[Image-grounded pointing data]
/---

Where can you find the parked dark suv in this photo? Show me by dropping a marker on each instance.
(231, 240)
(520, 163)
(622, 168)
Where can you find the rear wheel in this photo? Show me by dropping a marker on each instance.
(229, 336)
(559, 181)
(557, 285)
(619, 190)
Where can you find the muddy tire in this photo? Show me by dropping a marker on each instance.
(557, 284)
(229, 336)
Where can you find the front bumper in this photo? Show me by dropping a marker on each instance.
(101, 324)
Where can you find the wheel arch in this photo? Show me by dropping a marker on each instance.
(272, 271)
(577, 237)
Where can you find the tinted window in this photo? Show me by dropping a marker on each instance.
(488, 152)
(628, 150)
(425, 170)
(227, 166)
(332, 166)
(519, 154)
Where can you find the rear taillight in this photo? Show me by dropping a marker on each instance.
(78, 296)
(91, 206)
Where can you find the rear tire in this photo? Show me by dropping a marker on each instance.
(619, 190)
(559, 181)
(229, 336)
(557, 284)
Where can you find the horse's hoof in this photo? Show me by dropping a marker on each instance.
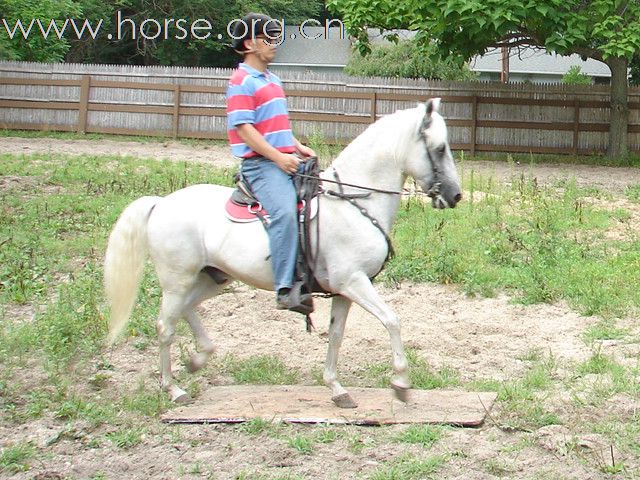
(401, 393)
(193, 365)
(183, 399)
(344, 400)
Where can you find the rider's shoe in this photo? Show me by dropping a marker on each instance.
(288, 299)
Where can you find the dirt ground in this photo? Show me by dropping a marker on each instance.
(481, 338)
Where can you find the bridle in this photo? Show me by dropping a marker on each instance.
(433, 192)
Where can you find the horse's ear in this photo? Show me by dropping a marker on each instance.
(432, 105)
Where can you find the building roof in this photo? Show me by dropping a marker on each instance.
(313, 46)
(538, 61)
(316, 46)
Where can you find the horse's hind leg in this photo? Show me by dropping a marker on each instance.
(176, 305)
(339, 311)
(360, 290)
(173, 305)
(206, 287)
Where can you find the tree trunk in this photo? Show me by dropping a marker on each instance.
(618, 147)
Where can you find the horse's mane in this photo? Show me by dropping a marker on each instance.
(389, 131)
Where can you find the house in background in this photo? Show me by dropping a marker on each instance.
(537, 66)
(318, 49)
(313, 49)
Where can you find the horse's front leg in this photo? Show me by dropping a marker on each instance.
(339, 311)
(170, 313)
(360, 290)
(199, 359)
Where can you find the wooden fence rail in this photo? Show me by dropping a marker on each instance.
(483, 121)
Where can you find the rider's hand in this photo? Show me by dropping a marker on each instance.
(305, 151)
(288, 163)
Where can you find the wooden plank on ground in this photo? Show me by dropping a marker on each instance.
(302, 404)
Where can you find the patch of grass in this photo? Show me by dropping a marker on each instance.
(301, 443)
(327, 435)
(146, 401)
(408, 467)
(260, 370)
(259, 426)
(425, 435)
(604, 330)
(126, 438)
(599, 364)
(15, 458)
(54, 223)
(77, 408)
(633, 193)
(522, 401)
(421, 374)
(536, 243)
(499, 468)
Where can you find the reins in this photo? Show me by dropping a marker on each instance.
(344, 184)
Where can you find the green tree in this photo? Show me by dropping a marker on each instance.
(188, 51)
(575, 77)
(166, 49)
(34, 48)
(605, 30)
(406, 60)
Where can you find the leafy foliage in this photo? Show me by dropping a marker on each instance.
(605, 30)
(406, 60)
(575, 77)
(597, 28)
(135, 49)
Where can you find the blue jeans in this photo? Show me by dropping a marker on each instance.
(274, 189)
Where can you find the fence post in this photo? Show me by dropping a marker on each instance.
(576, 125)
(474, 124)
(85, 85)
(374, 106)
(176, 111)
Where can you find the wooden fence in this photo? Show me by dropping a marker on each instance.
(179, 102)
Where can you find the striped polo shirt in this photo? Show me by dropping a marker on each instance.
(257, 98)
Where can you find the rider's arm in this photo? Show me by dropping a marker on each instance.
(256, 142)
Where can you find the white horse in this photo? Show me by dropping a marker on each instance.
(197, 251)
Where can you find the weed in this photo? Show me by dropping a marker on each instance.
(425, 435)
(126, 437)
(262, 370)
(146, 401)
(301, 443)
(407, 467)
(259, 426)
(603, 330)
(15, 458)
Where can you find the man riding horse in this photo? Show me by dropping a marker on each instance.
(260, 134)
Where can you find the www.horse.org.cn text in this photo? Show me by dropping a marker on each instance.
(163, 29)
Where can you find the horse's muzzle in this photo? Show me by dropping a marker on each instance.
(439, 199)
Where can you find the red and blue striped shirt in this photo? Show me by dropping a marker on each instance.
(257, 98)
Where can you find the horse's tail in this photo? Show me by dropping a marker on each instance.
(124, 262)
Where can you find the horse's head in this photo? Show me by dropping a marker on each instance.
(433, 168)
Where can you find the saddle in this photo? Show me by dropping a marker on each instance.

\---

REQUIRED ACTION
Your copy of the entries above must be exact and must not include pictures.

ANSWER TO THIS TASK
Where can you find the parked dark suv in this photo? Show me by dropping a marker on each instance.
(231, 240)
(520, 163)
(622, 168)
Where can you find the rear wheel in this photo? Show me by dropping a marker on each instance.
(229, 336)
(559, 181)
(557, 285)
(619, 190)
Where can you find the muddy tire in this photo? Show me by dropping a marker on each instance.
(557, 284)
(229, 336)
Where can you find the front bumper in this photo? Show me by dropping a marker on each instance.
(101, 324)
Where can you find the wheel arch in this photo? Show me by dropping a marker on each instance.
(272, 271)
(577, 237)
Where can you find the tinted window in this photo? Show me by dropping a marker on each instance.
(488, 152)
(628, 150)
(425, 170)
(227, 166)
(332, 166)
(519, 154)
Where can you find the rear taillight in this photo? Show me by dropping a marker on each instance.
(78, 296)
(91, 206)
Where can you find the rear tire in this photo? Show me by dropping a marker on each instance.
(619, 190)
(559, 181)
(229, 336)
(557, 284)
Where can you find the horse's hoof in this photo? Show me by dropping a marker on each instance.
(401, 393)
(193, 365)
(183, 399)
(344, 400)
Where can you find the rider's shoe in this photo? Show me by dropping a marker on each instance.
(288, 299)
Where can you find the dirt ground in this photo? Show me by dropping a marker on each instance.
(481, 338)
Where can you find the bridle in this photo? Show me by dropping a marker on each instance.
(433, 192)
Where can you find the horse's ear in this photo? Show me by dropping a marker on each instance.
(432, 105)
Where can you find the building roof in this photo? Show me by dropping a marker on each instance.
(313, 46)
(538, 61)
(316, 46)
Where can you find the horse's hind leg in this photo? Show me by dropping a marker on each instance.
(176, 305)
(339, 311)
(360, 290)
(173, 305)
(206, 287)
Where can you find the tree trunk in this photo? Show me by dropping a marker on each instance.
(618, 147)
Where can you find the horse's mane in this photo? Show me by dropping a marker on each instance.
(389, 131)
Where can you find the house in background in this photo? Show me by dropping a marker on each instance.
(537, 66)
(318, 49)
(313, 49)
Where can you find the horse's front leg in this photo? Show me by dropping a marker on each instance.
(339, 311)
(170, 313)
(360, 290)
(199, 359)
Where can you find the wooden fence rail in this photo? Show me by dropping a marker on each instance.
(483, 121)
Where can you find the rider's hand in this photo? Show me by dropping a marker on each instance.
(305, 151)
(288, 163)
Where can you find the wooden plank on ground in this photo? Show me by dropping a marker on each instance.
(302, 404)
Where can you find the patch of grass in this photo? Show me by dropping a marker on each instance.
(301, 443)
(327, 435)
(146, 401)
(408, 467)
(260, 370)
(259, 426)
(425, 435)
(604, 330)
(126, 438)
(599, 364)
(15, 458)
(54, 223)
(77, 408)
(633, 193)
(522, 401)
(421, 374)
(536, 243)
(499, 468)
Where can you find the reins in this photo? Show me by dropping a marker on each instance.
(344, 184)
Where can you find the green tree in this photo? Show me by dropping a marker on each instance.
(188, 51)
(575, 77)
(166, 49)
(34, 48)
(605, 30)
(406, 60)
Where can you find the leafy foliage in this photo? Show me by dropping a marker on each instance.
(605, 30)
(406, 60)
(575, 77)
(597, 28)
(135, 49)
Where can you find the blue jeans in this photo? Show me by dropping a marker on each instance.
(274, 189)
Where can you find the fence post in this photo? Show me by dropping a marker on each instance.
(576, 125)
(474, 124)
(85, 85)
(374, 106)
(176, 111)
Where can you find the wooden fence in this photo? Show me by dropping a marker on each instance.
(179, 102)
Where can you find the striped polo shirt in this photo? Show me by dropping a marker on each instance.
(257, 98)
Where can you find the rider's arm in this photo? Show me by dropping a marker on each instance.
(256, 142)
Where can you find the white horse in this photo? Show me by dropping a marker on each instance.
(197, 251)
Where can you find the weed in this photo? Show me by dropping a marker on each instance.
(425, 435)
(126, 437)
(262, 370)
(146, 401)
(301, 443)
(407, 467)
(259, 426)
(603, 330)
(15, 458)
Where can you find the man riding horse in this photo? Show me by dropping a marker on each instance.
(260, 134)
Where can you find the www.horse.org.cn text in this photo? Show me by dropping a marker on each instance.
(163, 29)
Where can you find the horse's muzzle in this photo? Show me by dropping a marker on each instance.
(439, 199)
Where can you find the red and blue striped shirt in this photo? Show me by dropping a marker on each instance.
(257, 98)
Where can you find the horse's tail in this photo? Show me by dropping a marker on each instance.
(124, 262)
Where can you find the horse's head in this photo? Show me by dropping a marker on each instance.
(433, 168)
Where can you find the saddle in this photo? Show me by dropping a marker on each instance.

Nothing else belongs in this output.